►
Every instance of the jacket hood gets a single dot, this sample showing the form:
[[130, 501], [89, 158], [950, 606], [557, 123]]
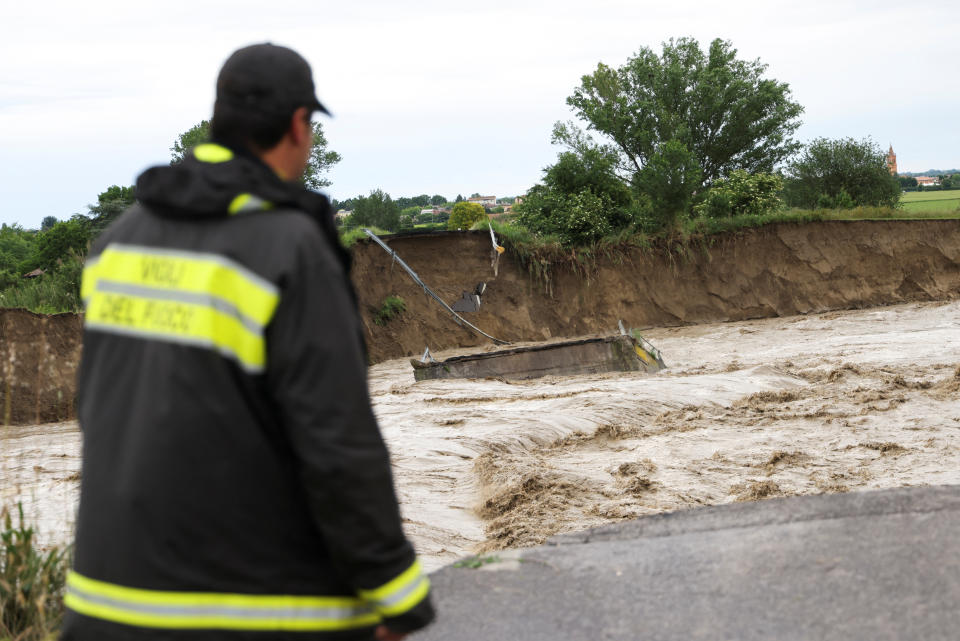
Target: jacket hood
[[215, 181]]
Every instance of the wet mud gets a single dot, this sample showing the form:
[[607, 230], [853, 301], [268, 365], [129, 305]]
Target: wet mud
[[750, 410]]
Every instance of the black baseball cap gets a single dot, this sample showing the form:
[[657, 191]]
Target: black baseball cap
[[267, 78]]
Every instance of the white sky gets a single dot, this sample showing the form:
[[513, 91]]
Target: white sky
[[435, 96]]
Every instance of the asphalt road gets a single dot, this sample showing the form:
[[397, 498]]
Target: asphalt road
[[870, 565]]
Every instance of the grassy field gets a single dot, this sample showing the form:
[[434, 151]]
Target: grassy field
[[931, 201]]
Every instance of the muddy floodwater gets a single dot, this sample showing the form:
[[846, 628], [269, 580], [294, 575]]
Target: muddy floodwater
[[831, 402]]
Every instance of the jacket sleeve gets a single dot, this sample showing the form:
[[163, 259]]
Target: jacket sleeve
[[317, 375]]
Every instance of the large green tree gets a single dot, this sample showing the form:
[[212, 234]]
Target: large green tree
[[841, 173], [314, 176], [465, 214], [375, 210], [110, 204], [720, 109]]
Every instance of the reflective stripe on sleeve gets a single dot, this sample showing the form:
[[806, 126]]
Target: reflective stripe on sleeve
[[401, 594], [212, 153], [190, 298], [204, 610], [247, 203]]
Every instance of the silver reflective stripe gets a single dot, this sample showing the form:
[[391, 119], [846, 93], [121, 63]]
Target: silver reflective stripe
[[287, 613], [255, 278], [189, 341], [178, 296], [397, 597]]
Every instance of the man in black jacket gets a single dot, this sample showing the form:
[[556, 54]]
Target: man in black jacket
[[235, 482]]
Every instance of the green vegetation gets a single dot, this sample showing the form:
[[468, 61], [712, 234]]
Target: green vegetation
[[377, 209], [465, 214], [670, 126], [31, 583], [314, 176], [391, 307], [931, 202], [54, 292], [742, 194], [842, 174]]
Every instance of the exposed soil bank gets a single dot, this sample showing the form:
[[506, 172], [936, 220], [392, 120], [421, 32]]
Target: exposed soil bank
[[38, 364], [778, 270]]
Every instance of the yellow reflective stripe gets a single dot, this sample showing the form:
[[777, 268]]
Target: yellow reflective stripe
[[407, 603], [401, 593], [89, 278], [195, 272], [247, 202], [237, 204], [178, 322], [213, 153], [205, 610]]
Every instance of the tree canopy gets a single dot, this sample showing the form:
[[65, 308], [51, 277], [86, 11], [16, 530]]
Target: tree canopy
[[465, 214], [841, 173], [722, 109], [375, 210], [314, 176]]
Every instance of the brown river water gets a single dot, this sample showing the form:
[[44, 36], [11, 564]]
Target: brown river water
[[830, 402]]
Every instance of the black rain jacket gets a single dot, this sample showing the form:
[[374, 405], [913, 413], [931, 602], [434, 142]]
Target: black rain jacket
[[235, 483]]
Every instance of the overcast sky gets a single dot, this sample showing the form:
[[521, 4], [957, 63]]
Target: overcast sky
[[435, 97]]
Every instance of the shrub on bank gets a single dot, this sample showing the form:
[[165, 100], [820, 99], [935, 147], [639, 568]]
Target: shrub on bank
[[31, 583]]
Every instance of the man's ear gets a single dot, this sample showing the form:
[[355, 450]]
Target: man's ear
[[300, 128]]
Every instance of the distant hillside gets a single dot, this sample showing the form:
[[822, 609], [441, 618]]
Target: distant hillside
[[930, 172]]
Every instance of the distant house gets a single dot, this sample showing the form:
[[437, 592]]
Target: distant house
[[486, 201]]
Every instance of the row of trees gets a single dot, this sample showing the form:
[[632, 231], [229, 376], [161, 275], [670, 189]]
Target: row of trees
[[58, 247], [691, 132]]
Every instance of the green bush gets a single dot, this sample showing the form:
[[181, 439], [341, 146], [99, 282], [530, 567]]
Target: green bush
[[669, 179], [55, 292], [31, 583], [465, 214], [742, 194], [392, 307]]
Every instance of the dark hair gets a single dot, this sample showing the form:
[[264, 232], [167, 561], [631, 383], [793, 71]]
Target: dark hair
[[251, 128]]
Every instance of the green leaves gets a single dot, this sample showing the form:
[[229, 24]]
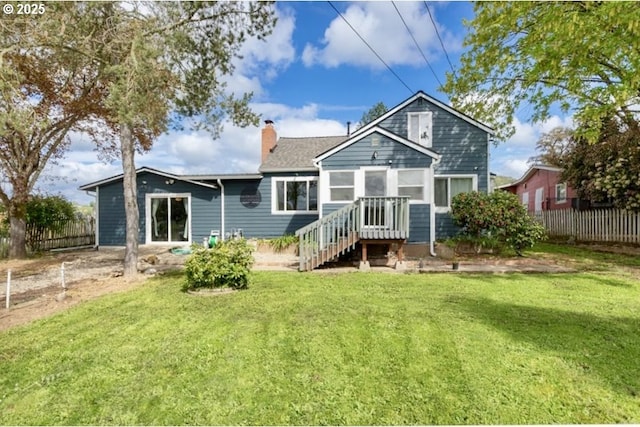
◄
Update every line of the entries by replacing "this sample showing the form" with "following the format of this sample", leaving everything else unchanged. Omit the pictures.

Every instance of the jacket hood gets a single dot, following the format of this sample:
[[130, 501], [89, 158], [950, 606], [557, 123]]
Target: jacket hood
[[215, 181]]
Every instance of the wet mud gets a single dot, following the format of this sample:
[[607, 230], [853, 301], [268, 365], [129, 305]]
Target: wet mud
[[750, 410]]
Every instance of the black baseball cap gets a single dot, following the format of this sample:
[[657, 191]]
Target: black baseball cap
[[267, 78]]
Every instance of the white sky gets a single dot, following the format of this sample:
[[513, 91]]
Target: white sky
[[435, 96]]
Every instance of the asphalt road gets a single dot, following the format of this sample:
[[397, 498]]
Target: asphalt road
[[870, 565]]
Every instance of the grassy field gets a single dot, following the format of this sample:
[[434, 151]]
Target: grassy field
[[931, 201]]
Every instance of the muddy floodwater gets a single dot, following the format of this sample:
[[846, 628], [269, 580], [294, 575]]
Target: muddy floodwater
[[831, 402]]
Every instance of the jacket sleeve gets a single dot, following the format of this sample:
[[163, 259]]
Target: jacket sleeve
[[317, 375]]
Every instance of the large green tree gets a single dot, following the format of this sample:
[[212, 234]]
Target: large green tree
[[841, 173], [314, 176], [465, 214], [375, 210], [110, 204], [720, 109]]
Every instance of the reflective stripe on sleeve gets a single dot, following the format of this sample:
[[806, 126]]
Target: reflective stripe on sleeve
[[401, 594], [212, 153], [190, 298], [204, 610], [247, 203]]
Every instance of the silver reflective stripe gets a single dot, following the format of this sample:
[[391, 119], [846, 93], [121, 63]]
Target: silver reflective stripe
[[287, 613], [255, 278], [189, 341], [178, 296], [397, 597]]
Every instance of the man in black jacket gets a single dot, following the format of this sample:
[[556, 54]]
Target: man in black jacket
[[235, 482]]
Every instance of the green vegetation gets a single dot, following the format of this sample:
[[468, 61], [712, 234]]
Target: green vegetation
[[377, 209], [465, 214], [670, 126], [31, 583], [314, 176], [391, 307], [931, 202], [54, 292], [742, 194], [842, 174]]
Every instance of the exposed soil bank gets a single dot, following the format of this sample:
[[506, 172], [936, 220], [392, 120], [421, 32]]
Target: exposed soil bank
[[38, 364], [778, 270]]
Every instance of the yellow reflective stripe gets a single dot, following the format of this sample:
[[777, 268]]
Target: yellow reflective stripe
[[407, 603], [401, 593], [89, 278], [195, 272], [247, 202], [237, 204], [178, 322], [213, 153], [205, 610]]
Every instance of the tree canopy gets a single dot, following the format of this sample:
[[65, 308], [51, 277], [86, 11], [16, 530]]
Target: tree canopy
[[465, 214], [841, 173], [722, 109], [375, 210], [314, 176]]
Every instance of the brown river water gets a single dot, following the format of this sample:
[[44, 36], [11, 564]]
Target: brown river water
[[830, 402]]
Every instance of the black rain jacket gets a single dot, following the format of this sample:
[[374, 405], [913, 413], [931, 602], [434, 142]]
Target: black rain jacket
[[235, 483]]
Every instance of the overcast sky gets a single dot, following the format of this sample:
[[521, 4], [957, 63]]
Target: overcast sky
[[435, 97]]
Every instance of the shrub on bank gets a single dot, following the format of this sample:
[[165, 100], [820, 99], [935, 147], [639, 568]]
Target: shrub on bank
[[31, 583]]
Every instance of the man's ear gets a single dot, following the format of this sample:
[[355, 450]]
Target: man's ear
[[300, 128]]
Every instance of the distant hillside gets a single dot, following the format of this sample:
[[822, 609], [441, 618]]
Target: distant hillside
[[930, 172]]
Every instance of the distant house gets a single dot, following the format of this sample:
[[437, 592]]
Target: distant house
[[486, 201]]
Every instance of the row of trees gets a single dot, following the format of this sample:
[[632, 231], [229, 376], [161, 275], [670, 189]]
Target: row of trees
[[58, 247], [691, 132]]
Every instance of the green bush gets a single dot, following the format of this sample:
[[181, 439], [341, 146], [99, 282], [530, 567]]
Target: green bush
[[669, 179], [55, 292], [31, 583], [465, 214], [742, 194], [392, 307]]
Every instance of the dark hair gets a single dot, following the format of this sample:
[[264, 232], [167, 561], [631, 383], [793, 71]]
Target: dark hair
[[251, 128]]
Every instance of the green leaves gets a single dot, following the format of this sample:
[[229, 24]]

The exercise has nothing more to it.